▶ Task details: Which lines in the data below contain the word "target", with case counting? Locate each one and copy it out in full.

▶ Available data:
[Start]

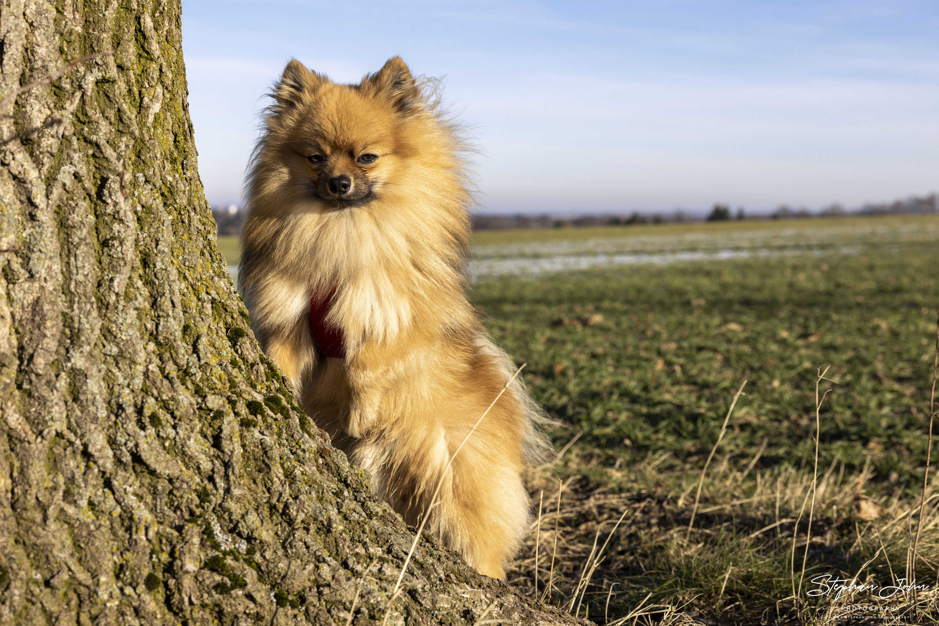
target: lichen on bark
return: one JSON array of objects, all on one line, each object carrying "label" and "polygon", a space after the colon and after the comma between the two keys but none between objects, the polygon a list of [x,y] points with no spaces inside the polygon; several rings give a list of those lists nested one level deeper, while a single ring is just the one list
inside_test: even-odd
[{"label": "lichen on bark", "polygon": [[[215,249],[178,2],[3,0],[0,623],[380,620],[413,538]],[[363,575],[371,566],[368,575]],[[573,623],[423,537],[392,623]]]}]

[End]
[Start]

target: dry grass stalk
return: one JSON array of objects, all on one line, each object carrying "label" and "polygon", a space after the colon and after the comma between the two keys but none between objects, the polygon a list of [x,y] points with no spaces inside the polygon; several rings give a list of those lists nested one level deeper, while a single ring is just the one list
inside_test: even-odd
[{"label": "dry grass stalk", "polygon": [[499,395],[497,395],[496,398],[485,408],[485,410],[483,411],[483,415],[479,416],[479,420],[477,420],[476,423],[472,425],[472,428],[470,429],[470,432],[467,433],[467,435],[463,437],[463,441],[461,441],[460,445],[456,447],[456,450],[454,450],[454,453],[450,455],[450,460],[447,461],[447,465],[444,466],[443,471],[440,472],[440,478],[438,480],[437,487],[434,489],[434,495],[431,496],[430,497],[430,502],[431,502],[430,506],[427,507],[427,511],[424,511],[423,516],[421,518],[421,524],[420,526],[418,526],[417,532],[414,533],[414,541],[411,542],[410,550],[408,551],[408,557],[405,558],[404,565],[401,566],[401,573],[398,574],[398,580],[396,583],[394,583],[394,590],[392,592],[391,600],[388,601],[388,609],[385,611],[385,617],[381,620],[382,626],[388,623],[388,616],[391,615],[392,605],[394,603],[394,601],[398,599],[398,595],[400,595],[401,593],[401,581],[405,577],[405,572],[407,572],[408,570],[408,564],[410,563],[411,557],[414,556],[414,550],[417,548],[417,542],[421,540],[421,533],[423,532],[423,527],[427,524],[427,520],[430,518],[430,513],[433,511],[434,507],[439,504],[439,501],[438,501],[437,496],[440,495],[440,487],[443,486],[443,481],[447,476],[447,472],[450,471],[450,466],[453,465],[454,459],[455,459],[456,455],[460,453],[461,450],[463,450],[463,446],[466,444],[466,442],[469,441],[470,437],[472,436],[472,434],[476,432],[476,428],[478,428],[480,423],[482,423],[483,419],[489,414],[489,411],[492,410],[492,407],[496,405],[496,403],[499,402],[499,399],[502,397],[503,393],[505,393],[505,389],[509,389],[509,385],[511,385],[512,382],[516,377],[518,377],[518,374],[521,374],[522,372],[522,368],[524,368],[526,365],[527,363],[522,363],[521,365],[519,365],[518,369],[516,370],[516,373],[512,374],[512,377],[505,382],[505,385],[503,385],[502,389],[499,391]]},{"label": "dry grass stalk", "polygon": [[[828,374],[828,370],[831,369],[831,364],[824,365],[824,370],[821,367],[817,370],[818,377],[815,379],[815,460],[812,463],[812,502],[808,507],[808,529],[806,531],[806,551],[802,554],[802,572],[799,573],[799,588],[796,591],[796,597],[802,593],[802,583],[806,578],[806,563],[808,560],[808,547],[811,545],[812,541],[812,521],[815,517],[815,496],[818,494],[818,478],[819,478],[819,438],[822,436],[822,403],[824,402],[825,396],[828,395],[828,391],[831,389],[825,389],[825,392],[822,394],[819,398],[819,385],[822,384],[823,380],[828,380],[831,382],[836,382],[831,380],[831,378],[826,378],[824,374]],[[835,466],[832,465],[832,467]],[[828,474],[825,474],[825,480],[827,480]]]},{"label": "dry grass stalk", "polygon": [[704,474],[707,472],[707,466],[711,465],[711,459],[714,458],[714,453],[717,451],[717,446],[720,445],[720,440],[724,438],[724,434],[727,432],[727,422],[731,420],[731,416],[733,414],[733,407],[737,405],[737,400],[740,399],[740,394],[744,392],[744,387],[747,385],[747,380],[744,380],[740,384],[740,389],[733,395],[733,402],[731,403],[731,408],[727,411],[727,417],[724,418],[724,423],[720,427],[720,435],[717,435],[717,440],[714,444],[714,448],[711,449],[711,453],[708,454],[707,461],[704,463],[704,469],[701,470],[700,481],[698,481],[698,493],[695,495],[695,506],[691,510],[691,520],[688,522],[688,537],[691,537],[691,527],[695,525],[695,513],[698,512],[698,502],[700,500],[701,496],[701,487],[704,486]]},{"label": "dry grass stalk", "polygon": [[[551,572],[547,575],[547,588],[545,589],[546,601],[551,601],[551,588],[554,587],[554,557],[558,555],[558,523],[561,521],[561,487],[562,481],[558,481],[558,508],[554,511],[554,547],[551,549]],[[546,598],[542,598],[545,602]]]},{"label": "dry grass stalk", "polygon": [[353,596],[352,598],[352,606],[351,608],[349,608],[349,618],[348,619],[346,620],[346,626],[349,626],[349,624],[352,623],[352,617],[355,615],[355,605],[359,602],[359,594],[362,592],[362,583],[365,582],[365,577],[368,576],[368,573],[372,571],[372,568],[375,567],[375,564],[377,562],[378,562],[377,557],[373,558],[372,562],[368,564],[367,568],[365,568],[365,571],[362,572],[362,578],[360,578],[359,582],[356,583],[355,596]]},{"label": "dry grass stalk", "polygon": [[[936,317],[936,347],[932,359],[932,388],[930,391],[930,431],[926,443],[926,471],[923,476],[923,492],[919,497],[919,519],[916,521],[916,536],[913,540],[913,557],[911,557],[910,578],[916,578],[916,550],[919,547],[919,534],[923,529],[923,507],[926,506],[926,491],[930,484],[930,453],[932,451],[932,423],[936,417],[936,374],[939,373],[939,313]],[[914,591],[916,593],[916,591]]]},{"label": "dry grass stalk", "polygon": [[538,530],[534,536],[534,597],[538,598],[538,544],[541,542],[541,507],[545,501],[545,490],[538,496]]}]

[End]

▶ Exercise output:
target: lichen on bark
target: dry grass stalk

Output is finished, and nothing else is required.